The top American universities now have such colossal wealth that Jim Manzi blogged at The American Scene:

"Viewed purely in terms of economics, Harvard is really a $40 billion tax-free hedge fund with a very large marketing and PR arm called Harvard University that has the job of raising the investment capital and protecting the fund’s preferential tax treatment."

The prestige of Harvard and the other apex predators at the lofty pinnacle of the American educational pyramid means that the vast K-12 bottom has been infected with Harvard’s values (such as abstraction and abstruseness) and rhetoric (equality uber alles)…but not, alas, Harvard’s brains. Most of the K-12 educators, much less their students, aren’t smart enough to get the joke. They don’t understand that the IQ elitists of America are pulling the wool over their eyes when they rattle on about their purported liberal beliefs about how everybody should go to college.

They don’t understand it’s all a big pyramid scheme. The Harvard professors' graduate students become the UCLA professors whose graduate students become the Cal State LA professors whose students become the schoolteachers who browbeat their more gullible pupils into believing that everybody should go to college, no matter how obvious a waste of money and time it will turn out to be.

Students with below average IQs are just the cannon fodder that keeps the system churning along for the professors.

In contrast, the Europeans have kept lower education less egalitarian, and thus more effective. The shameful mediocrity of modern European higher education seems to have helped prevent the leftism espoused by European universities from infecting the rest of the educational system. While everybody wants to be Harvard Jr., nobody is excited about emulating poor old Göttingen.

In most of Germany, for example, children are still tracked, based on parents' and teachers' assessment of their academic potential, into different types of schools beginning with fifth grade. The lower kinds of schools lead to vocational training and rigorous apprenticeships. The high-quality blue-collar work force created by this system contributes mightily to the famed precision of the country’s machine tools and BMWs.

Yet, to an American K-12 educator, indoctrinated in the assumption that the purpose of life is to get into Harvard, this German system seems inhumanly cruel:

"How can you permanently crush a 10-year-old’s self-esteem, indeed, his very reason for existence, by telling him that he isn’t smart enough to graduate from college? How can any child survive the ignominy of hearing that he will soon be able to put his books aside and start learning from master craftsmen how to build mighty machines? What kind of boy could tolerate being told that while the smarter children will be spending another decade or two huddled in the library, he will be getting paid to make Porsches?"

The German system is analogous to the famous two-track system used by most militaries: commissioned officers and enlisted. Militaries have long experience with keeping up the esprit de corps of career enlistees.

Try asking a U.S. Marine Corps sergeant with a chest full of medals how he can look himself in the mirror in the morning knowing that he'll never be on the officer track because he’s not a college graduate. After he laughs in your face, he might inform you that he has better things to do with his life than spend it strapped to a desk, typing away like some poor bastard of an officer.

And, in fact, officers do spend much of their time writing. The ability to compose, say, a manual for the enlisted men on the use of a new tactic or weapon can be a key skill for candidates for officer rank.

There is one sharp difference, however, between officers and academics when it comes to writing. Academics are rewarded for making concepts as highbrow as possible.

In contrast, while every military has its jargon, officers are encouraged to make their writing as simple for enlisted men to understand as possible. Military writing, like military training, is less about status competition and more about getting the job done.

Ultimately, the American military sees "education" as being for the officers and "training" for the enlistees.

This philosophical distinction is one reason why the military is better at teaching people of average intelligence than is our vast and wasteful education industry.

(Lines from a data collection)
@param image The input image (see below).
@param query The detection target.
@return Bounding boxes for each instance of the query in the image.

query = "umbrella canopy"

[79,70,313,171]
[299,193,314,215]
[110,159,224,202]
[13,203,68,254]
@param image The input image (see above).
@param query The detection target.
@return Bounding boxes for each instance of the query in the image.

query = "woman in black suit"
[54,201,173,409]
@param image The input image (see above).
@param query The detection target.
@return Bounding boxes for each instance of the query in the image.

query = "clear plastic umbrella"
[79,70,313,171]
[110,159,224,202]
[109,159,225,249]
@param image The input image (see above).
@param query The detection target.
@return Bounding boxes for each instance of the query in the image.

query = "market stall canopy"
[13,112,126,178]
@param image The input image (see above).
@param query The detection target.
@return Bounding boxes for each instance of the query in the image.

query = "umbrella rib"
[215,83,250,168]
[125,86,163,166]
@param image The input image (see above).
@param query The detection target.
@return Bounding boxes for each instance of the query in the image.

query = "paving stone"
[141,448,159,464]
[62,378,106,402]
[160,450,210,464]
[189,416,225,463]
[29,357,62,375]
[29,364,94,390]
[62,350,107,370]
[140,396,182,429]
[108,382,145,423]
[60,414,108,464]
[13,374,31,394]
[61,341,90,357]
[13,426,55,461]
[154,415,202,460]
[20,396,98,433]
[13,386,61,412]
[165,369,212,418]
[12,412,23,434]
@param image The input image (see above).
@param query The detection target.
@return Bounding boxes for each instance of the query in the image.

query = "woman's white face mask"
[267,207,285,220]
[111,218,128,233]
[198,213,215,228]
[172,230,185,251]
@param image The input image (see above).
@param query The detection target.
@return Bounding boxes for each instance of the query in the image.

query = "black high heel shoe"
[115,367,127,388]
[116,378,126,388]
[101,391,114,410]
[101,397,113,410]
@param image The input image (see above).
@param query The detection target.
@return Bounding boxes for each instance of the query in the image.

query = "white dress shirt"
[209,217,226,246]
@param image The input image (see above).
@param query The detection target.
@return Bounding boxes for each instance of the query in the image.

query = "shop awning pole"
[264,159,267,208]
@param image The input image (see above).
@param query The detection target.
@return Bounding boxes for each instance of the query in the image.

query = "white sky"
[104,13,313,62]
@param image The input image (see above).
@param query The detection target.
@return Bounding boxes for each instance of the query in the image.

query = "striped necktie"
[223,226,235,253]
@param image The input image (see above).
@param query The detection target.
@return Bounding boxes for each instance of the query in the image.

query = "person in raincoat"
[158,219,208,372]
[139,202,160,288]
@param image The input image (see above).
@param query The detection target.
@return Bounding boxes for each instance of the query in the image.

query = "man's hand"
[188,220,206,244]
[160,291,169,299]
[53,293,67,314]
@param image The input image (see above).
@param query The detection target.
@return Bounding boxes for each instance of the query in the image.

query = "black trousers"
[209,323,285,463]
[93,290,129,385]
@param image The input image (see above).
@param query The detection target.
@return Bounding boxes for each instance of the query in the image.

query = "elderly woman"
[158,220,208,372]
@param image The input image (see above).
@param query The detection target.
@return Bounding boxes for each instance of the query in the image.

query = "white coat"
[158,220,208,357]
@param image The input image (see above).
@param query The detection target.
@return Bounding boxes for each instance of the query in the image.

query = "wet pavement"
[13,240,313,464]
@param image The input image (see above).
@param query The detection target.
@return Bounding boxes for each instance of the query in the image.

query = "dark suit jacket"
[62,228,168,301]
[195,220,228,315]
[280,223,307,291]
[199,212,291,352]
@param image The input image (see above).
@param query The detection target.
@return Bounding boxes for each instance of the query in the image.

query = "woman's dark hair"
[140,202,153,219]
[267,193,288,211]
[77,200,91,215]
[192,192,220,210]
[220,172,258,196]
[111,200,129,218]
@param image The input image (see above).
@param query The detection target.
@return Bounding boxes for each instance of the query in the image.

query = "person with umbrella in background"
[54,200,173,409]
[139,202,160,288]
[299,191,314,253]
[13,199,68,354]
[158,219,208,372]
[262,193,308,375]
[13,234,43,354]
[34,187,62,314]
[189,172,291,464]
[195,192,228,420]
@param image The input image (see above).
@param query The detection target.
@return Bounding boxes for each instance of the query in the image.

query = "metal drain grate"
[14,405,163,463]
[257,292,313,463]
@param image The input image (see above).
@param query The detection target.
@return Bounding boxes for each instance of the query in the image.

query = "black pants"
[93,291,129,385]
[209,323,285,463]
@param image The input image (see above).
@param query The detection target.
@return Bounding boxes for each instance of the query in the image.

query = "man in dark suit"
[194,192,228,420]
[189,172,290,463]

# Exercises
**a.** Repeat everything in the passage on education from "They don’t understand it’s" down to "for the professors.".
**b.** In the passage on education, what grade does tracking into different types of schools begin with in most of Germany?
These lines have no connection to the passage on education.

# Per-task outputs
**a.**
They don’t understand it’s all a big pyramid scheme. The Harvard professors' graduate students become the UCLA professors whose graduate students become the Cal State LA professors whose students become the schoolteachers who browbeat their more gullible pupils into believing that everybody should go to college, no matter how obvious a waste of money and time it will turn out to be.

Students with below average IQs are just the cannon fodder that keeps the system churning along for the professors.

**b.** Fifth grade.